Exercise instructions: Scan the entries below. List each line with "purple".

[Extracted data entries]
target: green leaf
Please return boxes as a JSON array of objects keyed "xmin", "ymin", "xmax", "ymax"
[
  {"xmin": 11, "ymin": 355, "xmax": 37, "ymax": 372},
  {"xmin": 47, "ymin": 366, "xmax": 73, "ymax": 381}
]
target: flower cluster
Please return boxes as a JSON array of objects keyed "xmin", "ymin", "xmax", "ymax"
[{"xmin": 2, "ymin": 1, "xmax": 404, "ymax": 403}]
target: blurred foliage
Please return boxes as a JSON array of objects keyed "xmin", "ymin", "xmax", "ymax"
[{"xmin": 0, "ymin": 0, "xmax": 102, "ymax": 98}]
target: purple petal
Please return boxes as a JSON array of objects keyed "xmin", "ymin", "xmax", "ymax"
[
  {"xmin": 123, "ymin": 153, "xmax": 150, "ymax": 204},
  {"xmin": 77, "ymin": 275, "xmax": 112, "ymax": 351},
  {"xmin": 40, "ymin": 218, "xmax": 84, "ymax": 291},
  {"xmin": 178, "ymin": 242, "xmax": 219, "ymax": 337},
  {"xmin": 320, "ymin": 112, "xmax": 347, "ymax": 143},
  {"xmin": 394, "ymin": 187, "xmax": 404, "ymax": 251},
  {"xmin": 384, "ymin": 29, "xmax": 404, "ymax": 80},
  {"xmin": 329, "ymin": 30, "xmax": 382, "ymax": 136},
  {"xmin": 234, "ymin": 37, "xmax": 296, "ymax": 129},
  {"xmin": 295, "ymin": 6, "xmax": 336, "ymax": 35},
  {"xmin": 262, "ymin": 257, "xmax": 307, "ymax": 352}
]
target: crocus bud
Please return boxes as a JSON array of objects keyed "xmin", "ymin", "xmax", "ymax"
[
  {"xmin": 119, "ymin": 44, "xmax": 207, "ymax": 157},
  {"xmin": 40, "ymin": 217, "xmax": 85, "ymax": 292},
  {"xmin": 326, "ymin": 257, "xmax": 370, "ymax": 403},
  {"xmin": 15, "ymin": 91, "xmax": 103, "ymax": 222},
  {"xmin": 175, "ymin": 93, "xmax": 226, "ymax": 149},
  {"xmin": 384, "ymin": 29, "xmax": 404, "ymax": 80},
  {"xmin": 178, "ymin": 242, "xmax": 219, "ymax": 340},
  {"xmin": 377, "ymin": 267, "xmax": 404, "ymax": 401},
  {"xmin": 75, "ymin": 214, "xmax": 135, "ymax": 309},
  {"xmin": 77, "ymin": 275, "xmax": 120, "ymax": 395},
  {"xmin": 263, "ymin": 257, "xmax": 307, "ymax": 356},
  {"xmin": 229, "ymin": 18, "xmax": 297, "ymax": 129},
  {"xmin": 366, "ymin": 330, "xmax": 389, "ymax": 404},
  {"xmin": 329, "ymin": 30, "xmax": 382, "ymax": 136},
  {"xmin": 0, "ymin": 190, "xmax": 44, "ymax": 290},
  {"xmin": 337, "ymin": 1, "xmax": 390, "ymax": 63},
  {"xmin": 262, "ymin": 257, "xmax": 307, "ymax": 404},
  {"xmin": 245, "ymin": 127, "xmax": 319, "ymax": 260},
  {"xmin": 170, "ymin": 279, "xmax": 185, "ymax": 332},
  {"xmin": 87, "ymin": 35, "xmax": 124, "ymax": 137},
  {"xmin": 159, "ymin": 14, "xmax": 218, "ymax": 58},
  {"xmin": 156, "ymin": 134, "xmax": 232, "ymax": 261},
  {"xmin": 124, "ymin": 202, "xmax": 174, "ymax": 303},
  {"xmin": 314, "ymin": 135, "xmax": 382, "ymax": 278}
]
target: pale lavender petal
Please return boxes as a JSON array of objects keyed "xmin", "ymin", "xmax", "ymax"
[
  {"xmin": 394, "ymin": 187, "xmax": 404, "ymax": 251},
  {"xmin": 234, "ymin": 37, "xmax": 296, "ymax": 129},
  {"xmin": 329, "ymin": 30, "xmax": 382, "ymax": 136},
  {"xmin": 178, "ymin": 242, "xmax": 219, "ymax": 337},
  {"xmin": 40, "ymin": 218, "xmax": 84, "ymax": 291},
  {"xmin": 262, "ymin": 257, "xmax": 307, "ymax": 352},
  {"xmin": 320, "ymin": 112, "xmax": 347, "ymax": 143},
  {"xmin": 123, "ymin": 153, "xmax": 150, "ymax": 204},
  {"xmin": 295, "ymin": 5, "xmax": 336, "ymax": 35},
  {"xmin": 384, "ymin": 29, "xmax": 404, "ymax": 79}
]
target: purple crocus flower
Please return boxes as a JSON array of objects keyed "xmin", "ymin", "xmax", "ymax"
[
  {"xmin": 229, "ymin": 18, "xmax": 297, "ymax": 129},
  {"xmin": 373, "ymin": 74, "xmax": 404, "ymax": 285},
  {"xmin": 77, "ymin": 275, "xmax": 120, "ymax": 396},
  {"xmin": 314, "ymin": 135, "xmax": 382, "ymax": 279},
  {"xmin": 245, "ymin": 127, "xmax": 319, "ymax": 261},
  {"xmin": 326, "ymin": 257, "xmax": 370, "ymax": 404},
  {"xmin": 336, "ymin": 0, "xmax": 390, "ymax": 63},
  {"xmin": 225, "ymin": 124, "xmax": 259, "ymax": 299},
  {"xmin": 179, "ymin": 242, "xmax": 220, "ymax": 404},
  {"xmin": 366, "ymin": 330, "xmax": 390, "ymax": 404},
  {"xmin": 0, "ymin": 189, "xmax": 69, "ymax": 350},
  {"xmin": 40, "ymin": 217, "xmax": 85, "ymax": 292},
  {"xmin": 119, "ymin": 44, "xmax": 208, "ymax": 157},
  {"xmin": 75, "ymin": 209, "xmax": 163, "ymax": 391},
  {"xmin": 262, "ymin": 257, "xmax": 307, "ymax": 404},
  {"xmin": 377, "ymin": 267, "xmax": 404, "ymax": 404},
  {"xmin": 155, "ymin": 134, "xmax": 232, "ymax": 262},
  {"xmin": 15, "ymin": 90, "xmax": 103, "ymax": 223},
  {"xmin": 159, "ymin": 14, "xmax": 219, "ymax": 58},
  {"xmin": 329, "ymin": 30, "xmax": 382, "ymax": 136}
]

Answer below:
target: purple petal
target: purple crocus flower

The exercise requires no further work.